* ISTRUZIONI DI LAVORO
Puoi ricopiare senza alcuna modifica le righe qui sotto, dalla riga che contiene "Where can the snow crust" fino all'ultima, entrambe incluse?

* RIGHE FORNITE
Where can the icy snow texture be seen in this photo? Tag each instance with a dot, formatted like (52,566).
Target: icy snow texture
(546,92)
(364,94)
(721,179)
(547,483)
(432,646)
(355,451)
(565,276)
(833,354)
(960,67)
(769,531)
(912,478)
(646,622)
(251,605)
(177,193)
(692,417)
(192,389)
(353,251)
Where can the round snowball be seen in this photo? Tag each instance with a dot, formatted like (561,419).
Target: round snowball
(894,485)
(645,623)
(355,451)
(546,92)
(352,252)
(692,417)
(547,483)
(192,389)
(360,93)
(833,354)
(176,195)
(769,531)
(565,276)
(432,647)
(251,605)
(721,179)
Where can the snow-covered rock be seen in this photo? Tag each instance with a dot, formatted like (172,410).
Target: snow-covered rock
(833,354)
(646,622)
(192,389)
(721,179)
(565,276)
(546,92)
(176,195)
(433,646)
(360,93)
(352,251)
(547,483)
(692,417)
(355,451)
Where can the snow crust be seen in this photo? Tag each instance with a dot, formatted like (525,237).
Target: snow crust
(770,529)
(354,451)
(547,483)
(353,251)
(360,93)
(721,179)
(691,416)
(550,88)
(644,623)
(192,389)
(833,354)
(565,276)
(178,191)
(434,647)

* SOLUZIONE
Where can the snow crust be seen in this photo? Tag each instance with a dot, formatted like (525,237).
Target: snow crust
(770,529)
(354,451)
(547,483)
(353,251)
(360,93)
(721,179)
(691,416)
(550,88)
(644,623)
(192,389)
(833,354)
(565,276)
(178,191)
(434,647)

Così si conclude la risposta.